→ **What you need to do**:
a) Rewrite the film essay starting at "Jay’s brush with" and ending at "anonymity with Matt.", with "anonymity" changed to "obscurity".
b) Write the next part of the essay on the two music films, picking up after its final sentence.

→ **Quoted passage**:
Across the pond and in the Nirvanna universe, Jay McCarol is faced with his own “to sell out or not to sell out” dilemma. He’s already got a foot out the door after 17 years of going along with his best friend and bandmate’s elaborate, dubiously ethical plans that always end up failing. When he and Matt accidentally time travel to 2008 and then to an altered version of 2025, Jay finds himself in a timeline where he stopped being friends with Matt, quit the band, and went on to become a world-famous solo musician. Meanwhile, Matt is the drummer in a Jay McCarol cover band. It’s through Matt’s eyes that we watch a Jay McCarol stadium show, which feels akin to Charli’s post-Swiftification concert film—middlebrow, inoffensive, maximized for mass appeal, a little soulless, and necessitated by the abandonment of the star’s most trusted creative collaborator.
Jay’s brush with global fame proves to be unfulfilling and far more trouble than it’s worth. It’s only once he reconnects with his old friend when in need of Matt’s wild scheming that he realizes he was better off in the ordinary life that they shared. At the last minute, he chooses to restore the timeline and go back to improvising in anonymity with Matt.
THERE’S A SCENE IN The Moment where a brusque esthetician named Maria (Arielle Domabasle) chastises Charli for putting too much pressure on herself and her career. When Charli protests that she’s two weeks out from a world tour, Maria retorts, “So you need the entire world to know you’re an artist in order to make your art?” “No, I never said that,” Charli responds.
Part of what both of these films get at is just how humiliating the impulse to make art can be. From the outside looking in, the creative drive is not always an understandable one, the goals that come with it are seemingly arbitrary, and the artist’s rationale can often only be explained through the work. You care about something for however long—until the product of all that caring convinces other people to care as well. The process is rarely representative of the outcome. The humiliation doesn’t end until the art justifies itself, and even then, there’s no guarantee.

→ **Data excerpts**:
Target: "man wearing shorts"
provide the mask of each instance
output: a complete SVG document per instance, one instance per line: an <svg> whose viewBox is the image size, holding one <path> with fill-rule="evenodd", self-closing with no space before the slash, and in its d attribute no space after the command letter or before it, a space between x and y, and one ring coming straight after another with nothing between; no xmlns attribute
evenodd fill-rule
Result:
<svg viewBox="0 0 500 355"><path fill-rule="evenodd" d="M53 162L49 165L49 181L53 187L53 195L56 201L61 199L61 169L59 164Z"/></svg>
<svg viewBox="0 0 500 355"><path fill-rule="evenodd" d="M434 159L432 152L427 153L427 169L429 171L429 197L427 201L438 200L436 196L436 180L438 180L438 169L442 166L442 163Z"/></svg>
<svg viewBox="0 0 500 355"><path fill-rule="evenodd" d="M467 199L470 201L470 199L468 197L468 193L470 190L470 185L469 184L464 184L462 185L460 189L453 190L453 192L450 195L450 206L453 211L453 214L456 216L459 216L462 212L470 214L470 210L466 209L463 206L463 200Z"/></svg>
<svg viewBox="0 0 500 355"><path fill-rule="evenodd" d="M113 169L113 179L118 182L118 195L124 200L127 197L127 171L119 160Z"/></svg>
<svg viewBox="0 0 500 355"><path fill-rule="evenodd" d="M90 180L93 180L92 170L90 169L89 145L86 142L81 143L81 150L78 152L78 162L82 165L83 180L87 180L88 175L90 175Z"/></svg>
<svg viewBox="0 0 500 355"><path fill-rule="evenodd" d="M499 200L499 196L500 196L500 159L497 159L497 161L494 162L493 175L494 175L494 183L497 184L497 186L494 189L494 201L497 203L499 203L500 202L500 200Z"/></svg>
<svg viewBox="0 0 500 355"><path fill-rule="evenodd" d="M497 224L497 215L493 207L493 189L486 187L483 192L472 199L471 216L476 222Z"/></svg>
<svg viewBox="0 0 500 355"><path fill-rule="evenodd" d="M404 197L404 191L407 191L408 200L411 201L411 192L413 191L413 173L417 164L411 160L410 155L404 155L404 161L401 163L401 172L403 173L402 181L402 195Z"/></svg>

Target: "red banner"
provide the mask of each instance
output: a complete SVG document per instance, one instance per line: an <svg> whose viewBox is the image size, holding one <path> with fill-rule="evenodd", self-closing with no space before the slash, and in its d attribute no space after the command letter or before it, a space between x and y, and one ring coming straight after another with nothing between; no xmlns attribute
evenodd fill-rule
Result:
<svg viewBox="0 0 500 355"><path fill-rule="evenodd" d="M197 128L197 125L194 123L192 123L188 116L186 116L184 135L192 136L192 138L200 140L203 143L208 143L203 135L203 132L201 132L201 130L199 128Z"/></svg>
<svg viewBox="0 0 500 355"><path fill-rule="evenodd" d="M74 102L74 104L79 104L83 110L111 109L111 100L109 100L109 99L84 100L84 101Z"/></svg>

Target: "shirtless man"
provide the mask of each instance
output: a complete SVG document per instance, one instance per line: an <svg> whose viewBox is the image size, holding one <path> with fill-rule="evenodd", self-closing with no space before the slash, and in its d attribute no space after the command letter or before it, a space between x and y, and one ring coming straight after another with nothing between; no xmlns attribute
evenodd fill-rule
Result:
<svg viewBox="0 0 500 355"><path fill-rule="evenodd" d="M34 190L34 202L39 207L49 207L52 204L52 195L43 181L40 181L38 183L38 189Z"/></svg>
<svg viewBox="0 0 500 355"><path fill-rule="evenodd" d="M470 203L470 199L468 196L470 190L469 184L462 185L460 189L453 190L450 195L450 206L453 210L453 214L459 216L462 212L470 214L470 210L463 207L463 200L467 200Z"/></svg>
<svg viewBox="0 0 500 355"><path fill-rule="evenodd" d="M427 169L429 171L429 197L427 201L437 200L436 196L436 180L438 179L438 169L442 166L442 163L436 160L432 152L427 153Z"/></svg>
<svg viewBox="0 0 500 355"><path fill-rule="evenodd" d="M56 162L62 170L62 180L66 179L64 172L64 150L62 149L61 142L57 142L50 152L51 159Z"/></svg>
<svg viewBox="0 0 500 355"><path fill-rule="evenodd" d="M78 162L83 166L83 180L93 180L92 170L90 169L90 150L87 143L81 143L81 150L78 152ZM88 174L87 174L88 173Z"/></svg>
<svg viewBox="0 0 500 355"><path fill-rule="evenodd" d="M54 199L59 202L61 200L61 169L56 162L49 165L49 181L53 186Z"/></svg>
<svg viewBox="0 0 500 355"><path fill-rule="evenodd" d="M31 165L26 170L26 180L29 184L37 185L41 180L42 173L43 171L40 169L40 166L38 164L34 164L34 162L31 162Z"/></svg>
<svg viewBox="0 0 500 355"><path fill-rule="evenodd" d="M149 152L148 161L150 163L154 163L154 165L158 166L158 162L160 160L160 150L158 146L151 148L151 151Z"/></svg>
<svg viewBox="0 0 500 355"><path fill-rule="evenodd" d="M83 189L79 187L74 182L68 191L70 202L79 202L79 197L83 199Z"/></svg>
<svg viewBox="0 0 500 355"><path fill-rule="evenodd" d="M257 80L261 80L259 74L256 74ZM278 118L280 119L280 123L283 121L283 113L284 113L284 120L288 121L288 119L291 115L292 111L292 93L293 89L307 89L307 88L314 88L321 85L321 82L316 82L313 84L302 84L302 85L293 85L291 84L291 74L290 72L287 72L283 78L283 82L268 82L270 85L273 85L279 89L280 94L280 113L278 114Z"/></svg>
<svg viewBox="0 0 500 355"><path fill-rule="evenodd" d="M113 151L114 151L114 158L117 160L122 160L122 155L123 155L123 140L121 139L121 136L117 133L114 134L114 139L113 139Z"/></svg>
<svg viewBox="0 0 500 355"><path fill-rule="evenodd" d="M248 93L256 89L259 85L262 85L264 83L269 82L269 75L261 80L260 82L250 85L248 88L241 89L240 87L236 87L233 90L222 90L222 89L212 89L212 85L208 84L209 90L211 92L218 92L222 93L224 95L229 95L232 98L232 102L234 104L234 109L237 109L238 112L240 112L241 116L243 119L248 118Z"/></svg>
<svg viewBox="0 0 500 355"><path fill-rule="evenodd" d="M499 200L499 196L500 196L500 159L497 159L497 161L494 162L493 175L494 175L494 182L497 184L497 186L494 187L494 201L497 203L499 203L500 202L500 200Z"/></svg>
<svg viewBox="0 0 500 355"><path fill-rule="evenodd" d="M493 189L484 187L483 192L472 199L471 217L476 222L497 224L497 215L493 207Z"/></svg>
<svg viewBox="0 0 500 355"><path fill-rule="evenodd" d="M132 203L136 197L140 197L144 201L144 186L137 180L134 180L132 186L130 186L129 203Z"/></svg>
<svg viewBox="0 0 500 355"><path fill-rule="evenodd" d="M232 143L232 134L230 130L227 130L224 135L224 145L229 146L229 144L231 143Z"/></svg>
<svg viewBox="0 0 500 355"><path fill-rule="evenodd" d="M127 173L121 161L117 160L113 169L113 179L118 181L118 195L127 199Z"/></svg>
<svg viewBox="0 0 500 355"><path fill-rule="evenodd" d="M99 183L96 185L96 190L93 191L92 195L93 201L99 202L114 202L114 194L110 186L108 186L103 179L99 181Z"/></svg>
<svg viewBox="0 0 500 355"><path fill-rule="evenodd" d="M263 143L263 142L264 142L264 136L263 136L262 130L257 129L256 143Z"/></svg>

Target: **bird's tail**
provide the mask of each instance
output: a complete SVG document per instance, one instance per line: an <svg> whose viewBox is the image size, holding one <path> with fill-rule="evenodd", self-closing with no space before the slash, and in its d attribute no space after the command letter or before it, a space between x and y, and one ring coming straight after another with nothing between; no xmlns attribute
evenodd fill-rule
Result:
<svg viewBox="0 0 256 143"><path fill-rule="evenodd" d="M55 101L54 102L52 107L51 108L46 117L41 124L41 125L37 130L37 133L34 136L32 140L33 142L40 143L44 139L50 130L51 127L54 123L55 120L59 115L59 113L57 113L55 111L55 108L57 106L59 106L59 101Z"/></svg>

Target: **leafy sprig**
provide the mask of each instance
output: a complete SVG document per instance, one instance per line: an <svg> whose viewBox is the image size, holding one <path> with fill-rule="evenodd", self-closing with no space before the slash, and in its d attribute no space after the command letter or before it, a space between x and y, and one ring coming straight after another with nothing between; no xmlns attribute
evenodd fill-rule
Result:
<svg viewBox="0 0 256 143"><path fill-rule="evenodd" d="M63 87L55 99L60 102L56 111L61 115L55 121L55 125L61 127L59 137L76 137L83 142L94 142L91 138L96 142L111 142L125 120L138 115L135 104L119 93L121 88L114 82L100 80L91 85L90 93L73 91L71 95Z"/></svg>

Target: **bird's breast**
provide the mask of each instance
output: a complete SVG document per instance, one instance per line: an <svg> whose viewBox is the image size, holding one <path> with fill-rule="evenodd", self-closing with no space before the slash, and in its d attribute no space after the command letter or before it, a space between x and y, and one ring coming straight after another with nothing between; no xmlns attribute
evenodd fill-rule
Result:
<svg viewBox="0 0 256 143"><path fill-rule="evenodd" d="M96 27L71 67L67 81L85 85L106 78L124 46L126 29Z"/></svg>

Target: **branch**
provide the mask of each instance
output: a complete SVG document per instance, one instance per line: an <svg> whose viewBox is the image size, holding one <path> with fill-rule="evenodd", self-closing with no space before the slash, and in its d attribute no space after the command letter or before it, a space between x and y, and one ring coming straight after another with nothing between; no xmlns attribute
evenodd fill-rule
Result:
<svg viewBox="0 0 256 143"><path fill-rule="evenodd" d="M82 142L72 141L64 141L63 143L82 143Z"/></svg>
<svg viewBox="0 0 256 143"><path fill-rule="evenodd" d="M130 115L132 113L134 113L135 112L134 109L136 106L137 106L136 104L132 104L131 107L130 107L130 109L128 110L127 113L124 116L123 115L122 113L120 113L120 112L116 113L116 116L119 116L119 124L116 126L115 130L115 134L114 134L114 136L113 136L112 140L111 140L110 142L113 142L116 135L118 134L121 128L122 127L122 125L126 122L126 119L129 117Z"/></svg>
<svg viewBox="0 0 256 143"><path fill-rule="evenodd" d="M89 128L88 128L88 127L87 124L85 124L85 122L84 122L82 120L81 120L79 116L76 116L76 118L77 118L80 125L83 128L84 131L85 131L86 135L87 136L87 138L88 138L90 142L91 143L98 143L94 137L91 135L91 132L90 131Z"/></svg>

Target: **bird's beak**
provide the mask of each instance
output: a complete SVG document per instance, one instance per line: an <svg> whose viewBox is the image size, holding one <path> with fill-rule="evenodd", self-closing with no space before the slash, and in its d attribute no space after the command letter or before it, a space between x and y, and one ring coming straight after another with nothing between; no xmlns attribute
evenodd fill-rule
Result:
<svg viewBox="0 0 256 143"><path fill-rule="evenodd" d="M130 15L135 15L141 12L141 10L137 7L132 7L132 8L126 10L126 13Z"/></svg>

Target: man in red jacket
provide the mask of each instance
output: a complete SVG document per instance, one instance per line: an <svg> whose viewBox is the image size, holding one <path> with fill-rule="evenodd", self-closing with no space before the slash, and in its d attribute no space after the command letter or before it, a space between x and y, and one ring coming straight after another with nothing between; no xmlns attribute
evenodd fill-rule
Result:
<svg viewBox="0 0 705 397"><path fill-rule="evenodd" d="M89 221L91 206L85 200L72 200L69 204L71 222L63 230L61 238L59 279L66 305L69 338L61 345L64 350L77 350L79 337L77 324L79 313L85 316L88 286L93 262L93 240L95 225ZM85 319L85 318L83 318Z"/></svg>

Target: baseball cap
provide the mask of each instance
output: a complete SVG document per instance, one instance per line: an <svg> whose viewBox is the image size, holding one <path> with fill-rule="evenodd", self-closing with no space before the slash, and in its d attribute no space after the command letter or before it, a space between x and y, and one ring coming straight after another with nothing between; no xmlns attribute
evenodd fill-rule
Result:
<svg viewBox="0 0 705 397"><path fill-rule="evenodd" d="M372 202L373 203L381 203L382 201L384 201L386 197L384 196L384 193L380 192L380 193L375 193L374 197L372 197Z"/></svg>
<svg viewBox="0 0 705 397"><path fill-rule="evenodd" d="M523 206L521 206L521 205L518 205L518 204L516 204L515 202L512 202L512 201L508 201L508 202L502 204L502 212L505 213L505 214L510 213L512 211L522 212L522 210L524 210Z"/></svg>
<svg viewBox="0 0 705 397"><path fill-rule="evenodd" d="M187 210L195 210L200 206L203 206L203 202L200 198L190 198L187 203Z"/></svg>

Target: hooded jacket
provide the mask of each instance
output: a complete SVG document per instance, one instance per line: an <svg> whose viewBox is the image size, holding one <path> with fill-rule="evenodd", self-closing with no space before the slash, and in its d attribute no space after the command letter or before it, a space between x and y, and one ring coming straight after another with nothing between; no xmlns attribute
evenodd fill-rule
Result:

→ **Answers per task**:
a)
Jay’s brush with global fame proves to be unfulfilling and far more trouble than it’s worth. It’s only once he reconnects with his old friend when in need of Matt’s wild scheming that he realizes he was better off in the ordinary life that they shared. At the last minute, he chooses to restore the timeline and go back to improvising in obscurity with Matt.

b)
In a scene early on in The Moment, Charli’s van driver googles her name and watches the first result—the “Boom Clap” music video—on his phone and remarks how different Charli looked at the time (“It was for a movie about kids with cancer,” Charli mutters dryly from behind a massive pair of sunglasses). While sneaking into their old apartment, 2025 Matt and Jay end up hiding in a closet for fear of being noticed by 2008 Matt and Jay. What follows is a sequence in which the older Matt and Jay are trapped for hours listening to their younger selves rehearsing musical performances—which viewers of the original webseries will recognize as “The Can Opener” and “Update Day”—visibly annoyed and embarrassed. Each of these scenes is one of the funniest in their respective films, and each captures the humiliation of revisiting your older work—whether it exists in obscurity or not —and cringing at how much (or how little) it deviates from your current artistic identity. At the heart of the comedy of each of these scenes lies that hilarious, crucial, and terribly embarrassing kernel of self-recognition—the moment of “Oh my god, that’s me.”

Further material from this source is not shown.